- **Problem details**: Could you please output all of the data exactly, without the images?
________________
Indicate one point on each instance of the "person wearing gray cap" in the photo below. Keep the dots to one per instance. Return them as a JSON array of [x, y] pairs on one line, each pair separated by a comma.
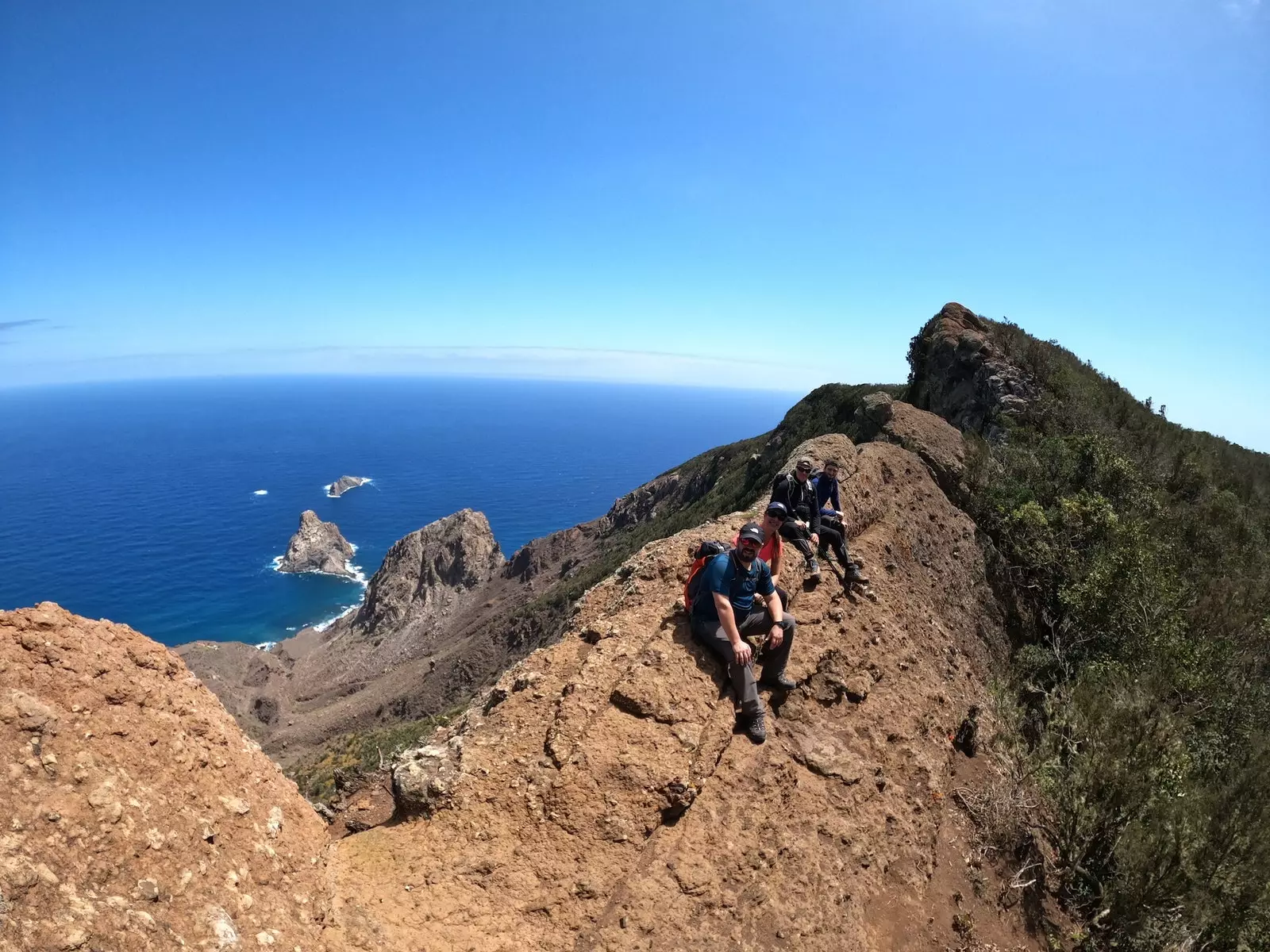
[[728, 622]]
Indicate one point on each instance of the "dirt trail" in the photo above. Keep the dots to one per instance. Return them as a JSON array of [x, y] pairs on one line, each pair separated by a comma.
[[838, 833]]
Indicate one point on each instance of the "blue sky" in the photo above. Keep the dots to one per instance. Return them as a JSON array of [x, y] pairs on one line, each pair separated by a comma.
[[768, 194]]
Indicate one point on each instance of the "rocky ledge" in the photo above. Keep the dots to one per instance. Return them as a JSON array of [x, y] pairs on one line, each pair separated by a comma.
[[318, 547], [346, 482]]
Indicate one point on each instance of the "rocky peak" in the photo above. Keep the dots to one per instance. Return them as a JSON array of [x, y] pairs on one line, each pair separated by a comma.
[[597, 797], [429, 570], [959, 374], [346, 482], [318, 547]]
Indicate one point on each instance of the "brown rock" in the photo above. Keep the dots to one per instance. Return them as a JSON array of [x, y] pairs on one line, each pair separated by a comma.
[[130, 812]]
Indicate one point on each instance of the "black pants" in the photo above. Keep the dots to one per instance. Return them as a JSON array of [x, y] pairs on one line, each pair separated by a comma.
[[833, 535], [709, 632], [800, 536]]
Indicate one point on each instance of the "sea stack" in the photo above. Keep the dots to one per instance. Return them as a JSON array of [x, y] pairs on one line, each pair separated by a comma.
[[346, 482], [318, 547]]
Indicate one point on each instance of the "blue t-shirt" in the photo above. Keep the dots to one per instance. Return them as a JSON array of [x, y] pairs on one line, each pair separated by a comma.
[[827, 492], [725, 575]]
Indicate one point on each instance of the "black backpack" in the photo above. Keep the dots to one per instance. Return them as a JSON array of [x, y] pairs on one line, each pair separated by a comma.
[[704, 554]]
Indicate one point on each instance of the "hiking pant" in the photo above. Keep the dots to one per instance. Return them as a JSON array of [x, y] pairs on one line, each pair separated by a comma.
[[709, 632], [833, 535], [800, 536]]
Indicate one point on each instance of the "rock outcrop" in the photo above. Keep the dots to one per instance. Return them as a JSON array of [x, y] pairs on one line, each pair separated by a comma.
[[962, 374], [597, 797], [137, 814], [940, 444], [641, 505], [346, 482], [427, 573], [440, 620], [318, 547]]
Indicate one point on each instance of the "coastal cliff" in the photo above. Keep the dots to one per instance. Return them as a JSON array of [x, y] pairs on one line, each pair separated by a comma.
[[586, 790]]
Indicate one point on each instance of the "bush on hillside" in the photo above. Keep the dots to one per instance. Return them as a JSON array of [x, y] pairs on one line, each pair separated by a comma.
[[1133, 558]]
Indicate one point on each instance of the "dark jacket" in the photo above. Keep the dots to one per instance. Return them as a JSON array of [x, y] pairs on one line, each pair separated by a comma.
[[799, 499]]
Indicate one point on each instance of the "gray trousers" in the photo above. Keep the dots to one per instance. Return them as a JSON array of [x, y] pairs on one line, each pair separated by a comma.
[[709, 632]]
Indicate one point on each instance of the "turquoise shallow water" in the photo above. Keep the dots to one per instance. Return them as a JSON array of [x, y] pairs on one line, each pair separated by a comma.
[[139, 501]]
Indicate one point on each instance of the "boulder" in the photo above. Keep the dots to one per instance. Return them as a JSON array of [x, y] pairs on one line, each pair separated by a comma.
[[425, 777]]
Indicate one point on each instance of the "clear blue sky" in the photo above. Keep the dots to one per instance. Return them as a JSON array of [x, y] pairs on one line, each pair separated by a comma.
[[772, 194]]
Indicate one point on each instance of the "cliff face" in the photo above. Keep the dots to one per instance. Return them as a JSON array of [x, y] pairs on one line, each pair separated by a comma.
[[343, 484], [598, 797], [960, 374], [137, 816], [318, 547], [429, 571], [440, 619]]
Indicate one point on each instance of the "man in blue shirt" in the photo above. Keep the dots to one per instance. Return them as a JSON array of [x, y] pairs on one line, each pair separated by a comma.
[[728, 622], [833, 532]]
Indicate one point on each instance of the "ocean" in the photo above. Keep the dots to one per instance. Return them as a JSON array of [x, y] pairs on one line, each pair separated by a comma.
[[164, 505]]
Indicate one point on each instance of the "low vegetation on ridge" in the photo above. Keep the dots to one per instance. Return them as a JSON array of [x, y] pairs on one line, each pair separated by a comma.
[[1133, 559]]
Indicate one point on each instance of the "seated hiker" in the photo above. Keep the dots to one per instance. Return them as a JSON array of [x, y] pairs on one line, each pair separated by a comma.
[[728, 622], [774, 549], [833, 532], [794, 490]]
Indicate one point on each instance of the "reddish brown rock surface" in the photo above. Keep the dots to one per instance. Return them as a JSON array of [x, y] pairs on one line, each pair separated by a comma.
[[598, 799], [137, 814]]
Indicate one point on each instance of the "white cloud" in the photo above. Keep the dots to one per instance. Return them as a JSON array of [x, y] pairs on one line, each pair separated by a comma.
[[751, 372]]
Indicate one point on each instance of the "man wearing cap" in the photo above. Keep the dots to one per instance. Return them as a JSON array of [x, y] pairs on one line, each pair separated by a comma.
[[833, 532], [774, 547], [794, 490], [728, 622]]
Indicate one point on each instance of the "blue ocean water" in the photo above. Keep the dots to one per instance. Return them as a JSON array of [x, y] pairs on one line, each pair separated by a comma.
[[137, 501]]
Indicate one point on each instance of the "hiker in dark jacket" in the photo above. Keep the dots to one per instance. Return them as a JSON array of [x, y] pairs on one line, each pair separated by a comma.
[[738, 615], [833, 532], [794, 490]]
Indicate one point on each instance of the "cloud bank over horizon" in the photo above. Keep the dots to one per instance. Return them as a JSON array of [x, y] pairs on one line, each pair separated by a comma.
[[495, 362]]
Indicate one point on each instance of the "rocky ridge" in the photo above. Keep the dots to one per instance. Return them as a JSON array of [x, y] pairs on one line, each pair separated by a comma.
[[596, 797], [318, 547], [137, 816], [962, 374]]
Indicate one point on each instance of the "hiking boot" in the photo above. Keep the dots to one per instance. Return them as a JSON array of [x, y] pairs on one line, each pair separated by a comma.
[[852, 575], [755, 727], [779, 681]]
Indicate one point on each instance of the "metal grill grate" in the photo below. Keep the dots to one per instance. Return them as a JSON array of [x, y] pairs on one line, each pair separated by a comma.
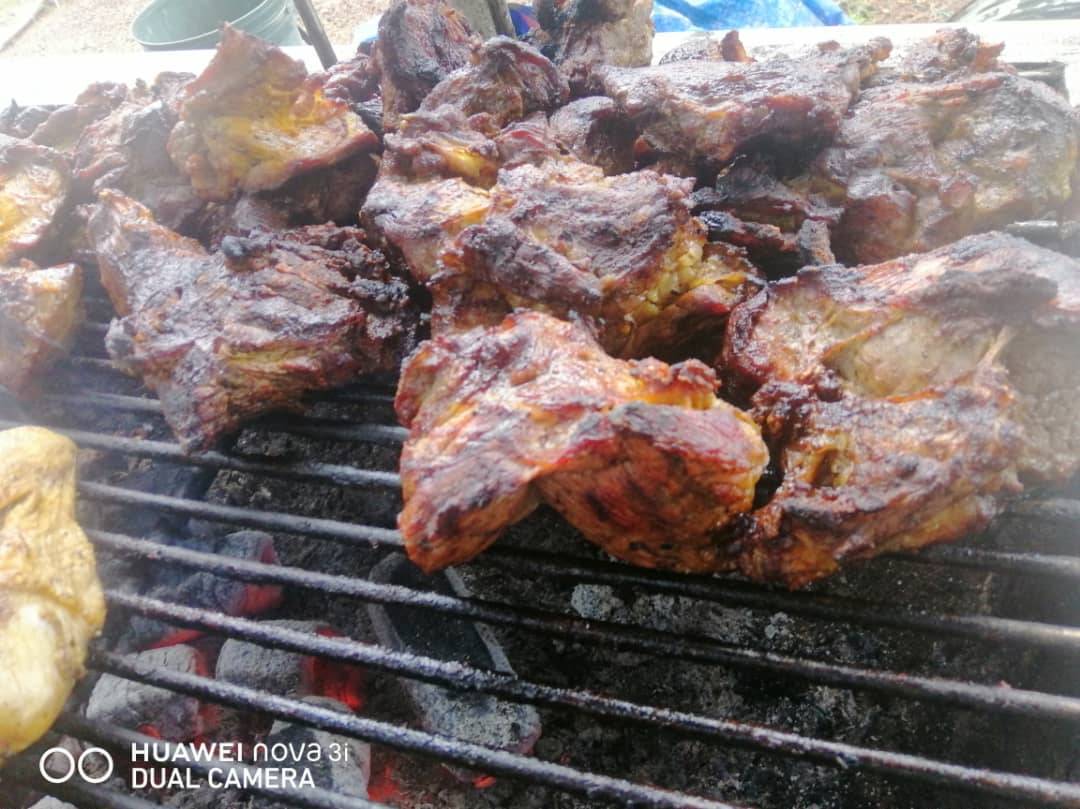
[[100, 399]]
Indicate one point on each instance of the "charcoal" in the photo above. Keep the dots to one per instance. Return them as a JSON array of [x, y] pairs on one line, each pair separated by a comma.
[[205, 590], [474, 717], [137, 705], [287, 673]]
________________
- **Written reply**:
Indicate one point on each instance of the "person wearing gray cap" in the photo below. Keep the dots to one per instance. Return them as a JSON array of [x, y] pairs on one line, each pair separated by a comma.
[[728, 622]]
Indicate one point on each instance of the "dirt trail" in the photo above. Keep the dots to one per instance. Return them as a JSON array of [x, y] pairs on one line, each pair separated by a comma.
[[838, 833]]
Indicate one point on each instance of the "blue sky" in the photo above. Keep the dots to one per instance. Return them as a JSON array of [x, y] pairs on one line, each pair separated by a comma.
[[768, 194]]
Indicate one point on each instance of the "rocky ledge" in the photo above. Keep the dots to one per instance. Return them as a JSON array of [x, y] pairs on one line, each pair separated by a comma.
[[318, 547], [346, 482]]
Indicate one point on each instance of the "rocky peak" in the photo above. Keep the dots to one per instance. Return them as a JSON array of [x, y] pairs on one line, each pair separated by a comma.
[[597, 797], [429, 570], [959, 374], [346, 482], [318, 547]]
Indicate one point on each instance of the "brown rock" in the photo above. Keep the dots to one per instance. Return them as a JSON array of [x, y] pairs on one line, each pair separated by a comma.
[[130, 812]]
Indicate one point on each instance of the "black pants" in the photo above. Keep the dots to one per instance. Return them as a JSON array of [x, y] pairs on one line, each pair separated by a comma.
[[833, 535], [709, 632], [800, 536]]
Indicate one point on each instance of the "sea stack" in the photo above. Keep the dots to one per instance. Return them as a JSON array of [x, y] pairs on one line, each pair separated by a comma.
[[346, 482], [318, 547]]
Indicate one point on each instance of the "blue t-shirt" in the photo above. Keep the dots to one per instance. Return them as a JSON array of [x, y] pairs on one line, each pair separated by a comma.
[[827, 492], [725, 575]]
Indicate one point on each instance of the "black backpack" in the photo above. Keep the dots to one per instance. Return them as a JSON array of [x, y] pairs on one line, each pair separated by a comma.
[[704, 554]]
Indicate one point on each instance of the "hiking pant" in the photo above. Keep the dots to one per instance. Return them as a JSON array of [x, y] pairs on one line, each pair separated by a comma.
[[709, 632], [833, 535], [800, 536]]
Indicate one point on each instance of the "rock outcrop" in the photo above. Keep the dots to one per instance. Return them as a JSON array of [x, y] pairs on one line, each pair separated by a comma.
[[962, 374], [597, 797], [137, 814], [940, 444], [641, 505], [346, 482], [427, 573], [440, 620], [318, 547]]
Indicate one point on each instance of the "coastal cliff" in the photo above. Keep the dots to one per instance. Return them as a JSON array of [x, y] pairs on one line, each pair separated by a comma.
[[586, 790]]
Indicate one point on each instance of the "bush on hillside" in the photo above. Keep the dots to one per instance. Return them as a JSON array of [x, y] pairs on one line, each pair separated by a comma.
[[1133, 558]]
Indicate one point on each instance of the "dark jacket" in the photo above. Keep the dots to one per instance. Return them as a JSON array of [x, y] pairs on one line, each pair separated by a comma.
[[799, 499]]
Indicate one point on each instance of the "gray trousers" in the photo above. Keep the dots to one per instance. Return them as a JSON array of [x, y] pairs on one line, each pair separated by a comma.
[[709, 632]]
Indicate one point on each instance of the "turquoise shallow water" in the photo above. Keep the dots to one per instance. Return them as a JSON array of [x, y] pairs on one line, each pair separated by a comma.
[[139, 501]]
Indicate one point on each instance of the "boulder" in the photo above. Keep the dots to one per instance. Return them as a JSON array of [x, y] pairs on one line, each pair separated by a comma.
[[425, 777]]
Indicate one point on each instance of the "clear blue sky" in the photo above. Keep the dots to one per instance. Return them as a JSON array of [x, y] pairs on one line, each pair separated by a comma.
[[772, 194]]
Indicate one point on each instance of the "cliff face" in the photo above. Keep the dots to one per instance. Return them as a JSON array of [x, y] pairs on one line, each pair separated by a comma.
[[343, 484], [598, 797], [960, 374], [137, 816], [318, 547], [429, 571], [440, 619]]
Indicate one point on each instance of the "man in blue shirt" in the photo above. Keep the dots to one per instance. Return them as a JSON array of [x, y] pairs on one line, each pair separated by a comma.
[[728, 622], [833, 532]]
Indicate one point on each instance of the "ocean" in the photo above. Keep the dots to one per instance. Return them as a JSON array of [x, y] pairs on one line, each pair separated by a comma.
[[164, 505]]
Indicate one point on each instance of the "low vegetation on ridge" in the photo above. Keep the dots to one per instance. Return them as a JSON array of [x, y] pairs on one line, each pair separated by a comma.
[[1133, 559]]
Indicate one point on each instance of the "seated hiker" in the photo above. Keep the dots to one per instance. Return them as a JSON array of [x, y] pairs on one line, each pair separated by a comma.
[[728, 622], [774, 549], [833, 532], [794, 490]]
Indicate one point on each instance of the "reddish brown rock surface" in the photo above. Keep the dots to one per instance. Return them as a JSON array of [x, y] pairs on one line, each pair separated by a comma.
[[598, 799], [137, 814]]
Indicate one point on each instance of the "white cloud" in the photo above. Keep the dots to one per instance. Return them as a JSON array of [x, y] pairs on one line, each pair separated by a comma.
[[751, 372]]
Indicate one point on each instance of the "man wearing cap" in the photo above. Keep the dots to one per instance. Return them as a JSON array of [x, y] pairs on one line, each pair separated by a comma.
[[833, 532], [774, 547], [794, 490], [728, 622]]
Indicate one point on each instance of the "blue ocean water" in the photo above. Keep the dots to one per instance. Return them as a JSON array of [x, y] pairs on one line, each pair separated by a comma.
[[137, 501]]
Indicate one point on each instance of the "hiker in dark jacket" in the photo above. Keep the dots to one per instance. Return them as a JSON array of [x, y] pairs on one line, each pair separated by a comma.
[[738, 615], [833, 532], [794, 490]]
Indicate one point on each instance of the "cloud bank over horizon" in the photo above. Keep the dots to one per instance. Return them as a JSON array of [x, y] pairs on one line, each pair separated by a comma.
[[495, 362]]
Indicate one point on each instance of the "rocky ridge" in the photo above. Keep the dots to one per instance. Return them as a JSON array of [x, y] pairs on one line, each pair separated by a comma.
[[596, 797], [318, 547], [137, 816], [962, 374]]
Indicate one point on each instance of the "hiking boot" in the photo above. Keep the dots to one per instance. Return them as a JSON array of [x, y] pairs on one line, each pair separated by a comma.
[[852, 575], [755, 727], [779, 681]]
Indicate one point on each instance of the "metal grill grate" in the photo below. Keep the dots to one per instance. Return them as a JSON array of [x, y] pairs on one line, each pair separated by a comma.
[[100, 399]]
Indicate one point on each instance of the "charcoal" in the photo above. Keep the dots to one per instance. Return them as a JSON array of [x, y] pairs on one line, each pair separated by a comma.
[[205, 590], [474, 717], [137, 705], [287, 673]]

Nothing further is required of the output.